Text

* * *

1.1 We shall not be liable for any loss or damage caused by events or circumstances beyond our reasonable control (such as severe weather conditions, the actions of third parties not employed by us or any defect in a customer’s or third party’s property); this extends to loss or damage to vessels, gear, equipment or other property left with us for work or storage, and harm to persons entering our premises or using any of our facilities or equipment.
1.2 We shall take reasonable and proportionate steps having regard to the nature and scale of our business to maintain security at our premises, and to maintain our facilities and equipment in reasonably good working order; but in the absence of any negligence or other breach of duty by us vessels and other property are left with us at the customer’s own risk and customers should ensure that their own personal and property insurance adequately covers such risks.
1.3 We shall not be under any duty to salvage or preserve a customer’s vessel or other property from the consequences of any defect in the vessel or property concerned unless we have been expressly engaged to do so by the customer on commercial terms. Similarly we shall not be under any duty to salvage or preserve a customer’s vessel or other property from the consequences of an accident which has not been caused by our negligence or some other breach of duty on our part. However we reserve the right to do so in any appropriate circumstances, particularly where a risk is posed to the safety of people, property or the environment. Where we do so we shall be entitled to charge the customer concerned on a normal commercial basis.
1.4 Customers may themselves be liable for any loss or damage caused by them, their crew or their vessels and while their vessel or other property is on our premises or is being worked on by us they shall be obliged to maintain adequate insurance, including third party liability cover for not less than £2,000,000, and, where appropriate, Employers’ Liability cover in respect of any employee. Customers shall be obliged to produce evidence of such insurance to us within 7 days of a request to do so.
1.5 Nothing in these Terms of Business shall limit or exclude our liability for death or personal injury caused by our negligence or the negligence of our employees, agents or sub-contractors; for fraud or fraudulent misrepresentation; or otherwise to the extent that it would be illegal for us to exclude or attempt to exclude liability.
2.1 In the absence of express agreement to the contrary our price for work shall be based on labour and materials expended and services provided.
2.2 We will exercise reasonable skill and judgment when we give an estimate or indication of price.
However such estimates are always subject to the accuracy of information provided by the customer and are usually based only on a superficial examination and will not include the cost of any emergent work which may be necessary to the vessel, gear or equipment nor the cost of any extensions to the work comprised in the estimate.
2.3 We will inform the customer promptly of any proposed increase in estimated prices and the reasons for it and will only proceed with the work or supply with the approval of the customer. The customer shall remain responsible for the cost of labour and materials already supplied or remaining to be supplied which are not affected by the proposed increase in price.
3.1 Any time given for completion of our work is given in good faith but is not guaranteed. We shall not be responsible for any delay in completion of the work or for the consequences of any such delay unless it arises from our wilful acts or omissions or from our negligence.
4.1 We reserve the right to move any vessel, gear, equipment or other property at any time for reasons of safety, security or good management of our business and premises.

* * *

Dataset records

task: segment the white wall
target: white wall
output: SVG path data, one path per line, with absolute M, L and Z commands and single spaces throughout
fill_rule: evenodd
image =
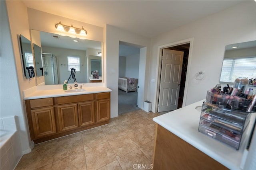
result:
M 85 51 L 46 46 L 42 46 L 42 53 L 50 53 L 57 57 L 59 84 L 62 84 L 65 80 L 68 80 L 71 73 L 68 70 L 68 56 L 80 57 L 80 71 L 76 70 L 76 79 L 78 83 L 87 82 L 86 76 Z M 68 83 L 74 83 L 73 79 L 68 81 Z
M 20 34 L 30 39 L 26 7 L 21 1 L 1 1 L 1 117 L 17 116 L 24 154 L 30 152 L 32 143 L 21 92 L 34 85 L 35 81 L 33 78 L 29 82 L 24 78 L 17 36 Z
M 140 54 L 131 55 L 126 58 L 125 76 L 138 78 Z
M 146 65 L 148 65 L 150 45 L 148 38 L 124 31 L 112 25 L 107 25 L 105 28 L 104 34 L 104 49 L 105 49 L 106 59 L 104 61 L 104 66 L 106 68 L 107 87 L 112 90 L 111 94 L 111 117 L 118 116 L 118 77 L 119 74 L 119 41 L 146 47 L 147 60 Z M 105 62 L 106 61 L 106 62 Z M 148 67 L 146 68 L 147 70 Z M 144 72 L 145 82 L 147 82 L 147 71 Z M 147 83 L 145 83 L 147 87 Z M 143 98 L 146 98 L 147 93 L 144 94 Z
M 126 57 L 123 56 L 119 56 L 119 69 L 118 70 L 119 72 L 118 76 L 119 77 L 125 77 L 126 61 Z
M 255 2 L 247 1 L 154 37 L 149 80 L 158 78 L 158 47 L 193 37 L 188 59 L 191 65 L 186 82 L 188 92 L 184 102 L 188 105 L 205 98 L 207 90 L 219 82 L 226 45 L 255 39 Z M 204 73 L 204 78 L 197 80 L 195 75 L 200 71 Z M 152 102 L 152 111 L 155 112 L 156 83 L 148 83 L 147 99 Z

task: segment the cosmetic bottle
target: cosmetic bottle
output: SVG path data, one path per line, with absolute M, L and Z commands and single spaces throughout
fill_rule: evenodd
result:
M 68 85 L 67 85 L 67 82 L 65 81 L 64 81 L 63 82 L 63 90 L 68 90 Z
M 241 90 L 240 93 L 244 93 L 244 91 L 247 89 L 249 85 L 249 80 L 246 77 L 238 77 L 235 80 L 234 88 L 238 89 L 238 91 Z

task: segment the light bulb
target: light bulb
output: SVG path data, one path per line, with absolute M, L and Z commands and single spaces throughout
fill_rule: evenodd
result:
M 70 26 L 70 27 L 69 28 L 69 31 L 68 31 L 68 32 L 73 34 L 75 34 L 76 33 L 76 31 L 75 31 L 75 29 L 73 26 L 73 24 L 71 24 L 71 26 Z
M 57 26 L 57 28 L 56 29 L 59 31 L 64 31 L 65 30 L 64 30 L 64 28 L 63 27 L 63 25 L 60 22 L 60 22 L 58 24 L 58 26 Z

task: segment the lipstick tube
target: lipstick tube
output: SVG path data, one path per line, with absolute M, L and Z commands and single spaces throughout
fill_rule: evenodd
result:
M 253 96 L 253 98 L 252 98 L 252 100 L 251 103 L 250 103 L 249 105 L 249 106 L 247 107 L 247 109 L 246 110 L 246 111 L 248 112 L 250 112 L 252 110 L 252 109 L 253 108 L 254 106 L 255 105 L 255 103 L 256 103 L 256 95 L 254 95 Z

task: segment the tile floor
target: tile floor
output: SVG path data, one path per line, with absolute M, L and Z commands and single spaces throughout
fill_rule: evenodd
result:
M 159 115 L 138 110 L 109 124 L 36 145 L 16 169 L 129 170 L 139 164 L 150 169 L 156 125 L 152 119 Z

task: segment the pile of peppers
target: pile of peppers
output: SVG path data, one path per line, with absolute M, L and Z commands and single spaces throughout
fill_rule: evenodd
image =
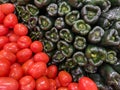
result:
M 99 90 L 120 90 L 120 0 L 0 0 L 7 2 L 44 44 L 48 66 L 74 81 L 88 76 Z

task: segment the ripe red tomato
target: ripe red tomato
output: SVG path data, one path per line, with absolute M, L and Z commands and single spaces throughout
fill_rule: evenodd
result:
M 14 28 L 14 26 L 18 23 L 18 18 L 15 14 L 8 14 L 3 21 L 3 24 L 8 28 Z
M 36 80 L 36 90 L 50 90 L 50 84 L 47 77 L 42 76 Z
M 0 77 L 8 76 L 10 65 L 7 59 L 0 59 Z
M 24 24 L 18 23 L 14 27 L 14 33 L 19 36 L 25 36 L 28 34 L 28 28 Z
M 19 63 L 24 63 L 32 57 L 32 51 L 29 48 L 24 48 L 18 51 L 16 56 Z
M 72 76 L 70 75 L 70 73 L 68 73 L 66 71 L 60 71 L 58 73 L 58 79 L 60 81 L 60 84 L 63 87 L 68 86 L 72 82 Z
M 68 90 L 79 90 L 78 83 L 72 82 L 68 85 Z
M 0 90 L 18 90 L 19 83 L 10 77 L 0 77 Z
M 13 13 L 15 10 L 15 7 L 13 4 L 11 3 L 4 3 L 4 4 L 1 4 L 1 11 L 4 13 L 4 14 L 10 14 L 10 13 Z
M 33 76 L 35 79 L 43 76 L 46 73 L 47 65 L 44 62 L 35 62 L 28 69 L 29 75 Z
M 30 45 L 30 49 L 34 53 L 41 52 L 43 50 L 43 44 L 40 41 L 33 41 L 32 44 Z
M 14 63 L 10 68 L 9 77 L 19 80 L 23 76 L 23 69 L 20 64 Z
M 18 47 L 23 49 L 23 48 L 28 48 L 32 43 L 32 40 L 29 36 L 21 36 L 17 40 Z
M 35 80 L 32 76 L 24 76 L 19 80 L 20 90 L 35 90 Z
M 98 90 L 97 85 L 88 77 L 81 77 L 78 83 L 79 90 Z
M 34 61 L 35 61 L 35 62 L 41 61 L 41 62 L 48 63 L 48 61 L 49 61 L 49 56 L 48 56 L 46 53 L 44 53 L 44 52 L 39 52 L 39 53 L 36 53 L 36 54 L 34 55 Z
M 51 79 L 56 78 L 57 73 L 58 73 L 58 68 L 56 65 L 48 66 L 48 69 L 47 69 L 47 77 L 48 78 L 51 78 Z

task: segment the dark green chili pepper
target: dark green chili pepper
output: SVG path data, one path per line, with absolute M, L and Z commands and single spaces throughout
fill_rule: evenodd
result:
M 58 15 L 63 16 L 71 11 L 71 7 L 67 2 L 63 1 L 59 3 Z
M 106 50 L 94 45 L 88 45 L 85 50 L 85 55 L 93 66 L 100 66 L 107 58 Z
M 116 29 L 109 29 L 105 31 L 102 38 L 102 45 L 105 46 L 116 46 L 120 43 L 120 37 Z
M 65 27 L 65 22 L 64 22 L 63 17 L 58 17 L 58 18 L 55 20 L 54 26 L 55 26 L 57 29 L 62 29 L 62 28 L 64 28 L 64 27 Z
M 47 13 L 50 16 L 56 16 L 57 15 L 57 11 L 58 11 L 58 5 L 55 3 L 51 3 L 47 6 Z
M 83 52 L 75 52 L 72 58 L 79 66 L 85 66 L 87 64 L 87 58 L 85 57 Z
M 68 43 L 73 41 L 73 35 L 71 34 L 69 29 L 61 29 L 59 32 L 59 36 L 61 39 L 65 40 Z
M 39 13 L 39 9 L 33 4 L 27 4 L 26 10 L 30 13 L 30 15 L 33 15 L 33 16 L 38 15 Z
M 72 26 L 75 21 L 77 21 L 80 18 L 80 13 L 77 10 L 73 10 L 65 15 L 65 22 Z
M 100 67 L 100 74 L 108 85 L 120 90 L 120 74 L 117 73 L 110 65 L 105 64 Z
M 73 45 L 76 49 L 83 50 L 86 47 L 86 39 L 81 36 L 76 36 Z
M 57 48 L 63 53 L 65 57 L 70 57 L 74 52 L 74 48 L 72 47 L 72 45 L 69 45 L 67 42 L 63 40 L 60 40 L 57 43 Z
M 59 40 L 58 30 L 53 27 L 50 31 L 45 33 L 45 37 L 52 42 L 57 42 Z
M 80 35 L 87 35 L 91 30 L 91 26 L 84 22 L 84 20 L 77 20 L 72 27 L 73 32 Z
M 43 30 L 49 30 L 52 27 L 52 21 L 46 16 L 39 16 L 39 25 Z
M 98 43 L 104 35 L 104 30 L 100 26 L 95 26 L 88 34 L 88 40 L 91 43 Z
M 98 6 L 85 5 L 81 10 L 81 14 L 85 22 L 89 24 L 94 24 L 101 15 L 101 9 Z

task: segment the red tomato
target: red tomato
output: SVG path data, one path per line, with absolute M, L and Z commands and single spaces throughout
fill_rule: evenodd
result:
M 34 64 L 34 61 L 33 61 L 33 59 L 31 58 L 31 59 L 27 60 L 27 61 L 22 65 L 22 69 L 23 69 L 25 75 L 28 74 L 28 69 L 30 68 L 30 66 L 32 66 L 32 64 Z
M 32 76 L 24 76 L 19 80 L 20 90 L 35 90 L 35 80 Z
M 15 10 L 15 7 L 13 4 L 11 3 L 4 3 L 4 4 L 1 4 L 1 11 L 4 13 L 4 14 L 10 14 L 10 13 L 13 13 Z
M 50 90 L 50 84 L 47 77 L 42 76 L 36 80 L 36 90 Z
M 3 21 L 3 24 L 8 28 L 14 28 L 14 26 L 18 23 L 18 18 L 15 14 L 8 14 Z
M 18 23 L 14 27 L 14 33 L 19 36 L 25 36 L 28 34 L 28 28 L 24 24 Z
M 97 85 L 88 77 L 81 77 L 78 83 L 79 90 L 98 90 Z
M 43 76 L 46 73 L 47 65 L 44 62 L 36 62 L 28 69 L 29 75 L 35 79 Z
M 8 76 L 10 69 L 10 62 L 3 58 L 0 59 L 0 77 Z
M 72 82 L 68 85 L 68 90 L 79 90 L 78 83 Z
M 49 90 L 56 90 L 57 89 L 56 81 L 54 79 L 49 79 L 49 84 L 50 84 Z
M 16 56 L 19 63 L 24 63 L 32 57 L 32 51 L 29 48 L 24 48 L 18 51 Z
M 23 69 L 20 64 L 14 63 L 10 68 L 9 77 L 19 80 L 23 76 Z
M 9 42 L 8 37 L 6 36 L 0 36 L 0 49 L 3 48 L 3 46 Z
M 57 76 L 58 68 L 56 65 L 50 65 L 47 69 L 47 77 L 54 79 Z
M 19 51 L 18 45 L 15 42 L 5 44 L 3 49 L 8 50 L 12 53 L 17 53 Z
M 46 53 L 44 53 L 44 52 L 39 52 L 39 53 L 36 53 L 36 54 L 34 55 L 34 61 L 35 61 L 35 62 L 41 61 L 41 62 L 48 63 L 48 61 L 49 61 L 49 56 L 48 56 Z
M 29 36 L 21 36 L 17 40 L 18 47 L 21 48 L 21 49 L 28 48 L 31 43 L 32 43 L 32 40 Z
M 6 50 L 0 51 L 0 59 L 2 58 L 8 59 L 11 63 L 14 63 L 16 61 L 16 55 Z
M 19 83 L 10 77 L 0 77 L 0 90 L 18 90 Z
M 43 50 L 43 44 L 40 41 L 33 41 L 32 44 L 30 45 L 30 49 L 34 53 L 41 52 Z
M 58 73 L 58 79 L 60 81 L 60 84 L 63 87 L 68 86 L 72 82 L 72 76 L 70 75 L 70 73 L 68 73 L 66 71 L 60 71 Z

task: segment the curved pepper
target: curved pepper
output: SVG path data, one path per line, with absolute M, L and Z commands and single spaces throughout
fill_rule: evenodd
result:
M 120 90 L 120 74 L 110 65 L 102 65 L 100 68 L 100 74 L 108 85 L 114 86 L 115 90 Z
M 100 26 L 95 26 L 88 34 L 88 40 L 91 43 L 98 43 L 104 35 L 104 30 Z
M 76 36 L 73 45 L 76 49 L 83 50 L 86 47 L 86 39 L 81 36 Z
M 73 32 L 80 35 L 87 35 L 91 30 L 91 26 L 84 22 L 84 20 L 77 20 L 72 27 Z
M 52 42 L 57 42 L 59 40 L 58 30 L 53 27 L 50 31 L 45 33 L 45 37 Z
M 72 26 L 75 21 L 77 21 L 80 18 L 80 13 L 77 10 L 73 10 L 65 15 L 65 22 Z
M 71 43 L 73 41 L 73 36 L 69 29 L 61 29 L 59 36 L 61 39 L 65 40 L 68 43 Z
M 75 63 L 78 64 L 79 66 L 85 66 L 88 62 L 84 53 L 80 51 L 75 52 L 72 58 L 75 61 Z
M 58 15 L 59 16 L 63 16 L 70 11 L 71 11 L 71 7 L 69 4 L 67 4 L 67 2 L 63 1 L 63 2 L 59 3 L 59 7 L 58 7 Z
M 81 10 L 81 14 L 85 22 L 89 24 L 94 24 L 101 15 L 101 9 L 98 6 L 85 5 Z
M 46 16 L 39 16 L 39 25 L 43 30 L 49 30 L 52 27 L 52 21 Z
M 97 47 L 94 45 L 89 45 L 85 50 L 85 55 L 88 59 L 88 61 L 93 66 L 100 66 L 103 61 L 107 58 L 107 52 L 102 47 Z

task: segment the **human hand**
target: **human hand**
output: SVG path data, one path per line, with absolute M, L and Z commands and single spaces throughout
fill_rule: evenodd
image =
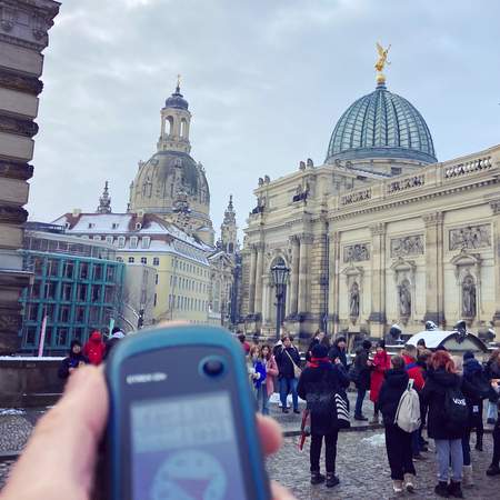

* * *

Stated task
Copy out the part of the terms of business that runs from "However such estimates" down to "increase in price.". The items have nothing to do with the terms of business above.

Task answer
However such estimates are always subject to the accuracy of information provided by the customer and are usually based only on a superficial examination and will not include the cost of any emergent work which may be necessary to the vessel, gear or equipment nor the cost of any extensions to the work comprised in the estimate.
2.3 We will inform the customer promptly of any proposed increase in estimated prices and the reasons for it and will only proceed with the work or supply with the approval of the customer. The customer shall remain responsible for the cost of labour and materials already supplied or remaining to be supplied which are not affected by the proposed increase in price.